Political Science, 2006. 

Masters of Health Administration, Ohio University, 2017

Currently 

Senior Development Manager, Mercy Health Foundation

Briefly describe your career path. 

I graduated from college in 2006 with a political science degree, and then worked in political fundraising in Washington DC for several years before returning to Oklahoma City. I worked in non-profit fundraising for a while and then in 2013, driven by a health crisis in my family, moved into health care philanthropy. I accepted my current position at Mercy in 2017, and now help with strategy and communications for all of 18 Mercy's foundations across 4 states. From securing major political contributions at the national level to running some of the largest work place giving campaigns in the country, my ten+ years of development experience has been challenging and also lots of fun.         


Describe what an average day looks like. 

Mercy is a large health system, which means I am often collaborating with coworkers who are many miles from here. I spend a lot of time communicating and building consensus via conference calls and e-mail, and also get the opportunity to travel occasionally. Writing, researching, presenting new ideas, building processes, and helping make sure our local teams are following fundraising best practices are some of my daily activities.

——————————

▶ **PROBLEMS AND TASKS**
**a.** According to the career profile, in what year did the writer accept the current position at Mercy?
**b.** Proceed with the career profile, continuing after its final sentence.
These lines have no connection to the career profile.

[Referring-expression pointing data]
——————————

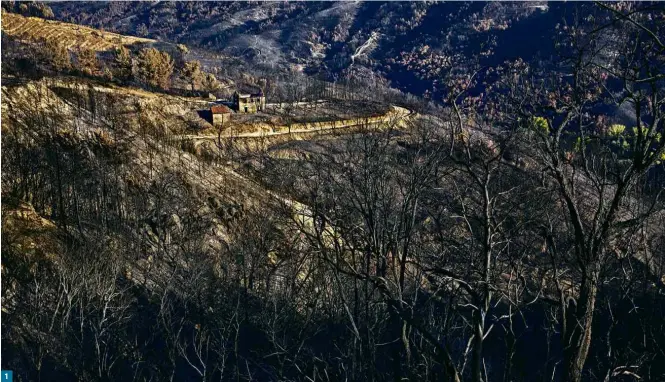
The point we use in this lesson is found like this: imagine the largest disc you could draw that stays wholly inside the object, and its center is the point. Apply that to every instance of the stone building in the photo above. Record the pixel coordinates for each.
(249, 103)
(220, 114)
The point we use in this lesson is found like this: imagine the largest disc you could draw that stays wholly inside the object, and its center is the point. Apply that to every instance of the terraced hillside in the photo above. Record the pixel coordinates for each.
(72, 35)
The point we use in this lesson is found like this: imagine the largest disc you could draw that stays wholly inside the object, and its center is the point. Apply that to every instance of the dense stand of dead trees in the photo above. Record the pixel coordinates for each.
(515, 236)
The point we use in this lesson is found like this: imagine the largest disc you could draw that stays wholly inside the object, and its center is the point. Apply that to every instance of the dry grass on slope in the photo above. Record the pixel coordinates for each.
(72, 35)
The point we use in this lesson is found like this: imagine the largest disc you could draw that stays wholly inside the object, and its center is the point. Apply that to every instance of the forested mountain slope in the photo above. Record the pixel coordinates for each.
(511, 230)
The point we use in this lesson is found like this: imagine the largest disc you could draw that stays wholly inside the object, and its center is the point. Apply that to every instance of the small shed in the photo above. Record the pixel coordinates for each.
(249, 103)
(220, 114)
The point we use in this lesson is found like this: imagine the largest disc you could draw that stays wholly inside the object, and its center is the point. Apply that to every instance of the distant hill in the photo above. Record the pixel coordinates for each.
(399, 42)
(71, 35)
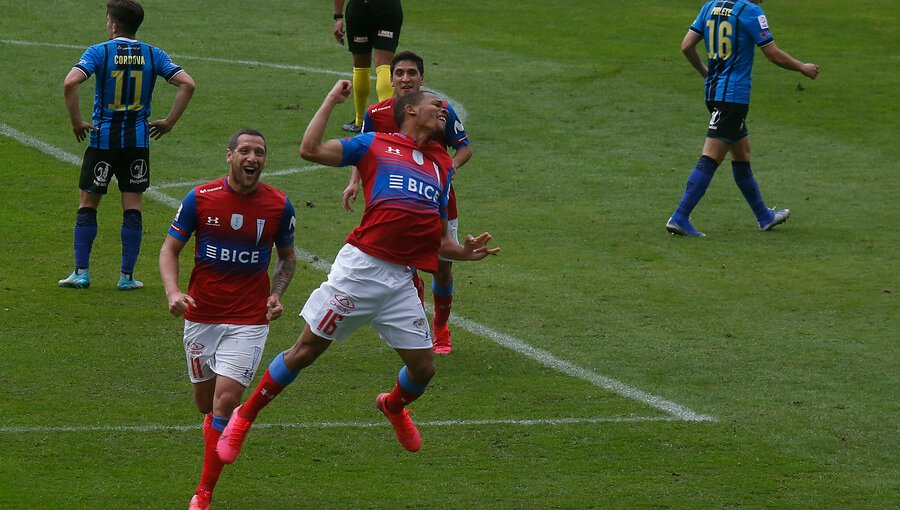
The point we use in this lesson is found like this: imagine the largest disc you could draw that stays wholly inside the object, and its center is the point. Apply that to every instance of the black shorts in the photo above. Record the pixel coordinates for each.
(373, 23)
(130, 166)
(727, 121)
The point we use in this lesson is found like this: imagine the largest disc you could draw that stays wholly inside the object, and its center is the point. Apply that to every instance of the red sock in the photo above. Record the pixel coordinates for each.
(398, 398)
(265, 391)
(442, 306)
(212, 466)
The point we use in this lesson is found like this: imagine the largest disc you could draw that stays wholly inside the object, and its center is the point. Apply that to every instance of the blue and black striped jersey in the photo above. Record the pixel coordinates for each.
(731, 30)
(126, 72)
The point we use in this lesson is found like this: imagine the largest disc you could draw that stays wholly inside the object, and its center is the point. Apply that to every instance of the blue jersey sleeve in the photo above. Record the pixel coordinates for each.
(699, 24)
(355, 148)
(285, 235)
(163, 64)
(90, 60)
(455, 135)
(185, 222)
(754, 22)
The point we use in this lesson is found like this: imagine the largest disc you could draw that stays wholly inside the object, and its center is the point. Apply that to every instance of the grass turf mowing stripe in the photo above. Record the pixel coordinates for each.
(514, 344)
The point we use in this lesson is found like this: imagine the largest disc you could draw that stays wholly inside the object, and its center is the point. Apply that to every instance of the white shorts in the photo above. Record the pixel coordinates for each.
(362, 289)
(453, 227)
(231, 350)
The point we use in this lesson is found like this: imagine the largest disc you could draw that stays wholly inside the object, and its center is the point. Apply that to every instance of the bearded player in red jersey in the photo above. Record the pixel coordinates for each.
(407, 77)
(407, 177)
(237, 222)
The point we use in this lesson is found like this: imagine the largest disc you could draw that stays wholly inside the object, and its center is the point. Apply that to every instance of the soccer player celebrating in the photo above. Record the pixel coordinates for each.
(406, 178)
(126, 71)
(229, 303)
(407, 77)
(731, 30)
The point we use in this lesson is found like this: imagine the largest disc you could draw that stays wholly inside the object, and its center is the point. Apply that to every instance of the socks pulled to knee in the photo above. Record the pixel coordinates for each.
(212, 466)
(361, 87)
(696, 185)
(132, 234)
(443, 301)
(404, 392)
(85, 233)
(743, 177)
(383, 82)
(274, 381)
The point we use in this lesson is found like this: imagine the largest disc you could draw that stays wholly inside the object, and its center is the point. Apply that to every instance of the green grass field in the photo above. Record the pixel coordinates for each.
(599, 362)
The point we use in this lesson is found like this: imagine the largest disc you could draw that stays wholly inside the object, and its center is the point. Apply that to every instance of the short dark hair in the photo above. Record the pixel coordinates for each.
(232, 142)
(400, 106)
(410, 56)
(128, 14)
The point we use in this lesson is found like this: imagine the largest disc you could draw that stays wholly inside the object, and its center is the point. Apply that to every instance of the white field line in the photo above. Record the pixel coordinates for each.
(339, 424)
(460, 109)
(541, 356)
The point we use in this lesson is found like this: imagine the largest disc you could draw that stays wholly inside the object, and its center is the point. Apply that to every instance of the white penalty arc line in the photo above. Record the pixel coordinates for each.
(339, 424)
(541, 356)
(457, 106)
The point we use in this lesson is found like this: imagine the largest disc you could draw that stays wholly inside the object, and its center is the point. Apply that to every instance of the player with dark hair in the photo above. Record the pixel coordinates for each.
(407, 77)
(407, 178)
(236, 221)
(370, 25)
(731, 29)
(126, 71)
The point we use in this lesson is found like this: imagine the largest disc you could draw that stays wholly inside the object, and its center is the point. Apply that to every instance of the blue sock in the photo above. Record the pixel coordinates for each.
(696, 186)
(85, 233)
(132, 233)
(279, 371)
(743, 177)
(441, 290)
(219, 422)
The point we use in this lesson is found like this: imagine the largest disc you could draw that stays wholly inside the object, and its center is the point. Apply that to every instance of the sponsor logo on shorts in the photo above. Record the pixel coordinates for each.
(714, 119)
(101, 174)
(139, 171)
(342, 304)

——————————

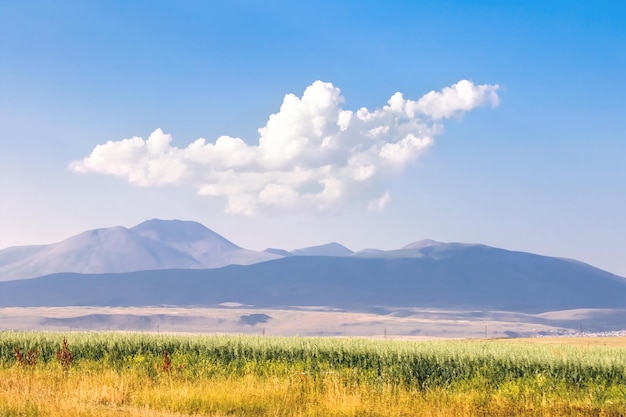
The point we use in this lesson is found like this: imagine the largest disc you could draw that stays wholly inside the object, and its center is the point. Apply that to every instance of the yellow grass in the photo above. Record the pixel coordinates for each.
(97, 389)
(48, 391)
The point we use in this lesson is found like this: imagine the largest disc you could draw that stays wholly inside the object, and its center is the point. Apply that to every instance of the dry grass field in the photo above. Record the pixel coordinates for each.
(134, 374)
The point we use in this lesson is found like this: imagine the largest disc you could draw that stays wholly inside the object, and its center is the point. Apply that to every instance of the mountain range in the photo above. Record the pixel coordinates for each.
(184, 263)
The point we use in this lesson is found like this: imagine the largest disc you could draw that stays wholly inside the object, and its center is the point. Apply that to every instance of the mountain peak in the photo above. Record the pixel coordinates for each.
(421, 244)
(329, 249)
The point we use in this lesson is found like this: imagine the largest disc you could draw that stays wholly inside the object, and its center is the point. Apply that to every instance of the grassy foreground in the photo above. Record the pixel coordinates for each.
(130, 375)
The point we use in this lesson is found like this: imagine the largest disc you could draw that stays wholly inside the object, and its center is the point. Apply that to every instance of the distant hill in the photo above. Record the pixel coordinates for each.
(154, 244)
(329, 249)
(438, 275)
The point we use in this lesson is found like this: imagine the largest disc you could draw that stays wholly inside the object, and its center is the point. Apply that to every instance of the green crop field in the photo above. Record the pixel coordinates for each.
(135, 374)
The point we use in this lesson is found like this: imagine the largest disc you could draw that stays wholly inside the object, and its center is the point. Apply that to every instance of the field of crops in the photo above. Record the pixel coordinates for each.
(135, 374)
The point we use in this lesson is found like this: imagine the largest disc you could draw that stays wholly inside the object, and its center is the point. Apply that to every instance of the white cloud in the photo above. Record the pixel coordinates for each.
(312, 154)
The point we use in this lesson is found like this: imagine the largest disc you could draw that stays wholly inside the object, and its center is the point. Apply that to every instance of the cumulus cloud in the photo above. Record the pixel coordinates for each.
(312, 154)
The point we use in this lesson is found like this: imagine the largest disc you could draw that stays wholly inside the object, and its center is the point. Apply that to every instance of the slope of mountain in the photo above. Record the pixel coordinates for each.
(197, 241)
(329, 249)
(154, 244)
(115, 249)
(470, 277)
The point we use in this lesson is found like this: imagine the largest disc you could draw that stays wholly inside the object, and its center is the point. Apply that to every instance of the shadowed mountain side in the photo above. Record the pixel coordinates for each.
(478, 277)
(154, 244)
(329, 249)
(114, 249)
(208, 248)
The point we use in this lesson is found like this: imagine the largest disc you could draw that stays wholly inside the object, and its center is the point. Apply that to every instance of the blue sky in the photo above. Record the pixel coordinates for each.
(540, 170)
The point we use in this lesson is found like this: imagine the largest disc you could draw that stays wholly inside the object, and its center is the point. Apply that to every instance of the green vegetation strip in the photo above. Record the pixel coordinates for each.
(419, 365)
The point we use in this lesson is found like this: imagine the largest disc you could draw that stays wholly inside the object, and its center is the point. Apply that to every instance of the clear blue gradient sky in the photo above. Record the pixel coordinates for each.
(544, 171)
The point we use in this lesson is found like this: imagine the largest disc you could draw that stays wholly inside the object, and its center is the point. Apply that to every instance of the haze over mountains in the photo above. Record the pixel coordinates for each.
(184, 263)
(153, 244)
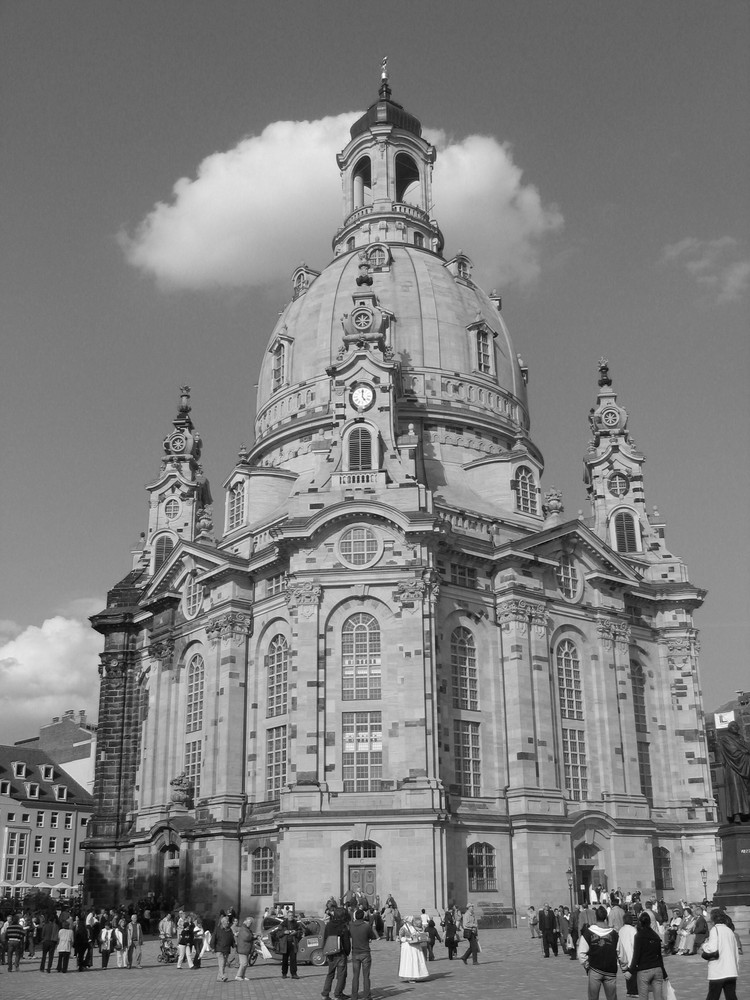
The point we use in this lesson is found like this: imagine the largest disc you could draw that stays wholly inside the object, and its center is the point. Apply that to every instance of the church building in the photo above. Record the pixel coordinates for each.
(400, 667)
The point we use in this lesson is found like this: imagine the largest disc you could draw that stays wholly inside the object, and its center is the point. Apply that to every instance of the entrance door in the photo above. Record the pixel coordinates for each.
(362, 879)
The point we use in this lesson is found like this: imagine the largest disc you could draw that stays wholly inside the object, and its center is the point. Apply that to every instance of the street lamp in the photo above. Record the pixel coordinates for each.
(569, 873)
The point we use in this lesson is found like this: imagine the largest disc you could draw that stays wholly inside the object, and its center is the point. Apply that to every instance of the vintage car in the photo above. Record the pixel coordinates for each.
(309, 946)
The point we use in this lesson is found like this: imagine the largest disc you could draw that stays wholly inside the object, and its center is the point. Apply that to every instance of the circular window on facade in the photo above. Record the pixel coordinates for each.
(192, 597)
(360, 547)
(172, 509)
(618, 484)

——————————

▶ **WRITTEN ANSWERS**
**a.** 2017

**b.**
...be open to new career paths and be willing to take risks to pursue opportunities that may seem outside of your current field. Careers are long! Stay curious and don’t be afraid to try out different jobs or industries.

What advice would you give your college self about pursuing work in your current industry? 

In college, I was really focused on having a career in politics and never could have foreseen working in health care. My advice to undergraduate me and to anyone starting their careers is to be open to new career paths and be willing to take risks to pursue opportunities that may seem outside of your current field. Careers are long! Stay curious and don’t be afraid to try out different jobs or industries.  

What is a lesson learned at OKCU that you have been able to apply to your career? 

I first learned what it means to be a servant leader at OCU. To work in service of others is a real motivator for me. I love working for Mercy, an organization with a relentless drive to seek out and put the needs of others first.

What is the most significant thing that’s happened to you since graduating? 

Can I make a list?! A lot has happened!

  • I helped elect a ton of Democrats to Congress in 2008 and helped pass the Affordable Care Act.
  • I got married and had a son.
  • A member of my family became critically ill about six years ago and I spent a considerable amount of time in a hospital setting. This experience propelled me to learn more about health care and how to make it better, which is what led me down my current career path.
  • I started and completed an MHA degree.

Where do you see yourself in 10 years? 

I see myself still working in health care and still excited and curious about all the ways it can be improved.

What is your favorite OKCU memory? 

I ran for student senate president twice and lost both times! But campaigning with my friends, late night strategy sessions and the thrill of election day on campus are some of my all time favorite memories.